__Set task 1__
Can you locate each line in the records that contains the word "with" and copy those lines out? Case counts.
◆ ◆ ◆
From ProgSoc Wiki

Solutions for Problem 63

How many n digit numbers are there that are also an nth power?

i.e. xⁿ = d₁d₂...d_n

where 1 <= x <= 9 (i.e. a single-digit positive integer)

Haskell by SanguineV

Runtime: 7.979 ms (on aglaope)

{- Raise "n" to the power of "p". -}
pow :: Integer -> Integer -> Integer
pow n 0 = 1
pow n 1 = n
pow n p = n * (pow n (p - 1))

{- Return the number of numbers with "n" digits that are also an "n"th power -}
numDigPow :: Integer -> Int
numDigPow n = length (takeWhile (< lowLim * 10) (dropWhile (< lowLim)
                                                (map (\x -> pow x n) [1..])))
  where
    lowLim = (pow 10 (n - 1))

{- Calculate the number of n digit nth powers for n starting from 1, take until
 - the number is 0. Sum these and print the result. -}
main = print (sum (takeWhile (> 0) (map (\x -> numDigPow x) [1..])))

Ruby by tomchristmas

Runtime: 11ms

A brief description of line three by Dr. D. Scribe of the Expla Nation:

"For any integer n >= 1

10^{n - 1} <= xⁿ < 10ⁿ

i.e. xⁿ is an n-digit integer.
◆ ◆ ◆
__Set task 2__
Can you return the stretch of the Problem 63 page above from "Haskell by SanguineV" through "(dropWhile (< lowLim)", copied word for word?

__Stored items from a collection__
◆ ◆ ◆
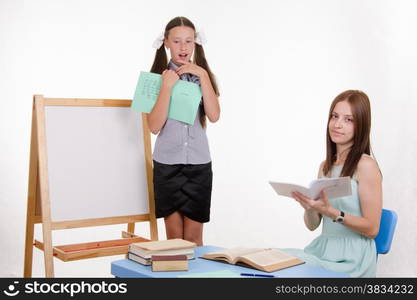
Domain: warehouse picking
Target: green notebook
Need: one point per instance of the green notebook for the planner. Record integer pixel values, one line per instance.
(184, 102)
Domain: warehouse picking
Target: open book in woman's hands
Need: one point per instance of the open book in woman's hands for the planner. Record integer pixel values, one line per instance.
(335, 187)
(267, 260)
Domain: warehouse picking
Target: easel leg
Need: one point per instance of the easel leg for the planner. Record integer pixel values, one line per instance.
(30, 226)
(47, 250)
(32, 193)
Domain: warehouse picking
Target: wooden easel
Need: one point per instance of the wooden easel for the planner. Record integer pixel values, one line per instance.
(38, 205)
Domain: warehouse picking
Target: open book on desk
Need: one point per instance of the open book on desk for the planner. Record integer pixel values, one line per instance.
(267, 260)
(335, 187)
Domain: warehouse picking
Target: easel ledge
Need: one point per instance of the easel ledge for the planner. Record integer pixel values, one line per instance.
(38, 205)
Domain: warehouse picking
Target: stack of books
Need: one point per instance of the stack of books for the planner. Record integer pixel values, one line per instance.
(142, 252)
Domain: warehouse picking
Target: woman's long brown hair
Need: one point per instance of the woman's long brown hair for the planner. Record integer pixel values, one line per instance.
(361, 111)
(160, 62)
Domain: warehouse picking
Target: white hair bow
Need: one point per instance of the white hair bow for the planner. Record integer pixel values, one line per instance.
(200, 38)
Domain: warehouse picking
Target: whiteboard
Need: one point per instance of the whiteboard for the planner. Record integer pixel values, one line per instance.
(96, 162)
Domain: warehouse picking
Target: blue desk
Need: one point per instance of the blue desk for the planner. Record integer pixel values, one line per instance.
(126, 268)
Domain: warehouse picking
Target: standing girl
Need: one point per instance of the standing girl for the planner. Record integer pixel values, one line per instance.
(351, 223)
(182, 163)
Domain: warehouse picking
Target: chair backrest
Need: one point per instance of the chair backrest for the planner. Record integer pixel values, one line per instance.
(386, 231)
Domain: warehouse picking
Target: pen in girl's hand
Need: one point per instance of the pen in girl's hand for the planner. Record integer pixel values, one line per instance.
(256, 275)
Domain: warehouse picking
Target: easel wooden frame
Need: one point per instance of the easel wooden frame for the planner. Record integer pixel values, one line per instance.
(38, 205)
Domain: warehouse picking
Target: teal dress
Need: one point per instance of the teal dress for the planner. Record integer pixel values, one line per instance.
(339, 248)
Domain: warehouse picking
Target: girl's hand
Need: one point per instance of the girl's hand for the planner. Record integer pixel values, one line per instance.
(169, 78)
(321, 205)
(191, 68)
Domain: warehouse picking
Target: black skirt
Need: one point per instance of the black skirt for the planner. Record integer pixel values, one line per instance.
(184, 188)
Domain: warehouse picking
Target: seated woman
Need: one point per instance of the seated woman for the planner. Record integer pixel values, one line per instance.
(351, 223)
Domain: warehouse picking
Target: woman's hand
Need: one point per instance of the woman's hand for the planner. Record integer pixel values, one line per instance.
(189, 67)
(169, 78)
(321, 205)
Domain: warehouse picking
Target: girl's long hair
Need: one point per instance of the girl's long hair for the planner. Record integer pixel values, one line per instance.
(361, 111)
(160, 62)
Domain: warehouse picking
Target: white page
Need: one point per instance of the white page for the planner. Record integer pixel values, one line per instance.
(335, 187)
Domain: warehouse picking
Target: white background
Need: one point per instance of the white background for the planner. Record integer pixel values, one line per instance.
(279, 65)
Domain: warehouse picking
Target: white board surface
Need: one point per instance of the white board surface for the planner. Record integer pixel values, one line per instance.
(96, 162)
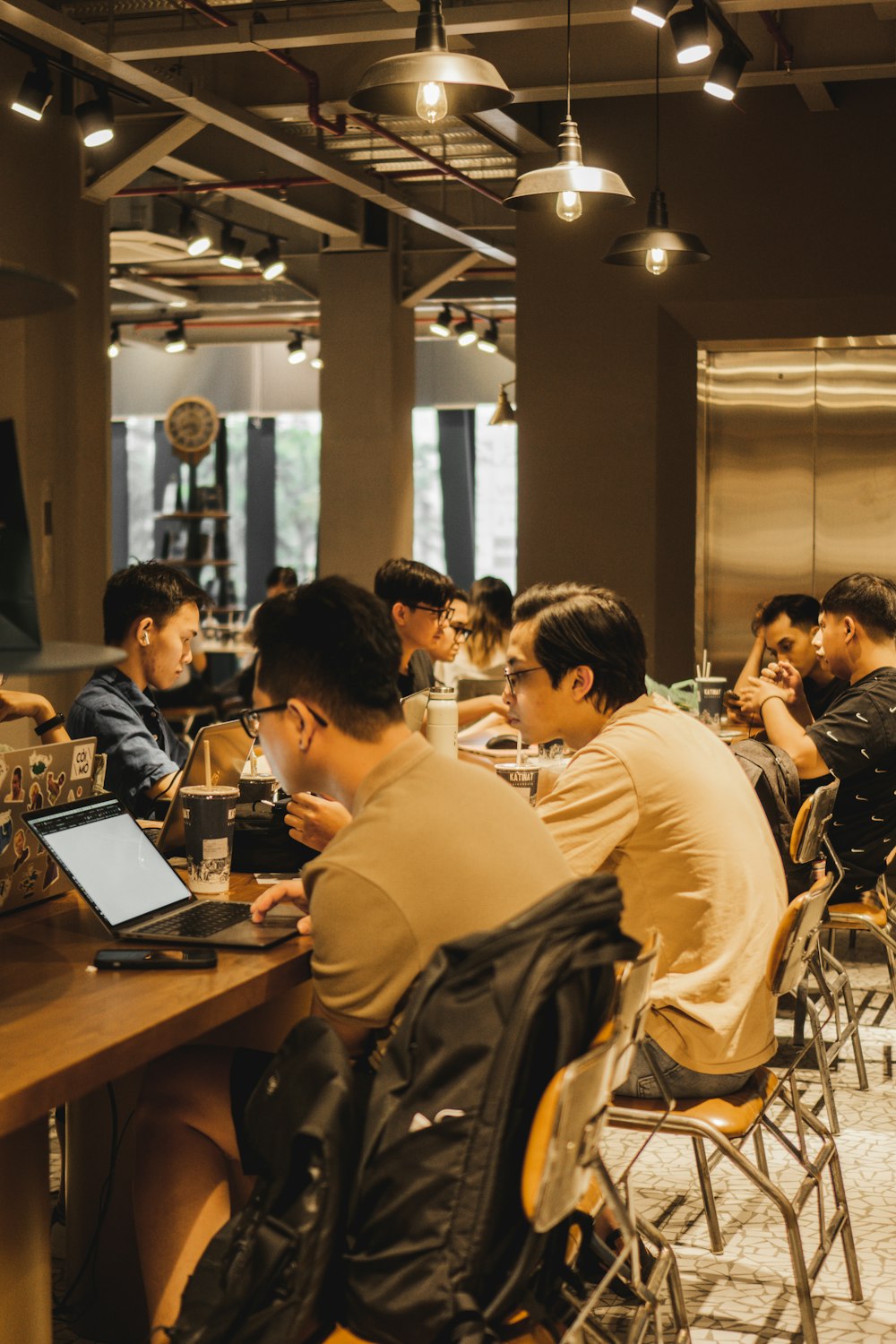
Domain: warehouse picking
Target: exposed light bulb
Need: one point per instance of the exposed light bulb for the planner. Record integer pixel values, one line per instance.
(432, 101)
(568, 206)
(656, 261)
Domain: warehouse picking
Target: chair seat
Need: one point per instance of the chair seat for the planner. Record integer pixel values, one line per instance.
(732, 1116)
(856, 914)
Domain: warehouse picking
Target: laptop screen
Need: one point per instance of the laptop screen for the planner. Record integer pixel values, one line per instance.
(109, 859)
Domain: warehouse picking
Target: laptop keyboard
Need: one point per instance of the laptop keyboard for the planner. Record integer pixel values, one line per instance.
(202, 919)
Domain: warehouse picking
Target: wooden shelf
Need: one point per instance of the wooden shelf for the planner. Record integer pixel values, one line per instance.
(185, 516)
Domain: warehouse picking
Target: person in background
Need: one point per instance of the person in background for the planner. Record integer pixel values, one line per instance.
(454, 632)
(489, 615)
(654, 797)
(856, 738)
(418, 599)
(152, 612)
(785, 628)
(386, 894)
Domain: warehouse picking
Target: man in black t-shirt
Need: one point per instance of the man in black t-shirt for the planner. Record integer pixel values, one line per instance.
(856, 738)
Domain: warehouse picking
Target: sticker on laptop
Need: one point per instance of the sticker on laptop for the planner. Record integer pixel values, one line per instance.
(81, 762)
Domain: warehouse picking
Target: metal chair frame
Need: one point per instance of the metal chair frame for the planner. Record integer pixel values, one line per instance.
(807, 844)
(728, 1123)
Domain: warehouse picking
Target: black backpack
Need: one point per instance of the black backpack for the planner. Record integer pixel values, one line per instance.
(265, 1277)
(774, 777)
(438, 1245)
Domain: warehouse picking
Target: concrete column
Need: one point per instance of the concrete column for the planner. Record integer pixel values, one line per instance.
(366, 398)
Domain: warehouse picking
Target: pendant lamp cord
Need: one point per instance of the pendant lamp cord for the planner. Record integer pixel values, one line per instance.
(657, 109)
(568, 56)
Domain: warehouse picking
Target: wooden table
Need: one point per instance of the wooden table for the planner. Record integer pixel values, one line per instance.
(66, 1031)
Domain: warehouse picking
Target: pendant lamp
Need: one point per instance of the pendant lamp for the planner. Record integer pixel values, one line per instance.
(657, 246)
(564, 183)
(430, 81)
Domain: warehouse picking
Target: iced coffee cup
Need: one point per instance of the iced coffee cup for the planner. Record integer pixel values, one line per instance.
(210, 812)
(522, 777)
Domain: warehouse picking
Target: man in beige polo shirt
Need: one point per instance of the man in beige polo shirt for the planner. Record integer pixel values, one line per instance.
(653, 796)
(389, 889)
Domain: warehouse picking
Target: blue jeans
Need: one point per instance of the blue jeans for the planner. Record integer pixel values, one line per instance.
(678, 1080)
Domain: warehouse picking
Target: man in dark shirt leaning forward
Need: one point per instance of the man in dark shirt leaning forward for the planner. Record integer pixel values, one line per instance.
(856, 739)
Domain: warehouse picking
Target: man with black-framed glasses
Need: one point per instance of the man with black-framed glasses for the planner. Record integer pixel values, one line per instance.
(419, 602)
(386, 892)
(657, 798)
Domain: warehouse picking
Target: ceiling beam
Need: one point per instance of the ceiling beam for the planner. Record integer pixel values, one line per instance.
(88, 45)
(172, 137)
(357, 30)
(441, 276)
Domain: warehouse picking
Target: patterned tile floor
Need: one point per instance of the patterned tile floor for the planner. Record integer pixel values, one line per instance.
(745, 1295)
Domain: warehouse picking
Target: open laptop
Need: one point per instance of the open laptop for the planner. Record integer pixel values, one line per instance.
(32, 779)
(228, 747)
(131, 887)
◆ ◆ ◆
__Correct output 1__
Target: man with black-framed glasses
Need: one point per instance of the man with black-framed glasses for the planner. Record integer pixel values, one line per instance.

__Correct output 2__
Haskell by SanguineV

Runtime: 7.979 ms (on aglaope)

{- Raise "n" to the power of "p". -}
pow :: Integer -> Integer -> Integer
pow n 0 = 1
pow n 1 = n
pow n p = n * (pow n (p - 1))

{- Return the number of numbers with "n" digits that are also an "n"th power -}
numDigPow :: Integer -> Int
numDigPow n = length (takeWhile (< lowLim * 10) (dropWhile (< lowLim)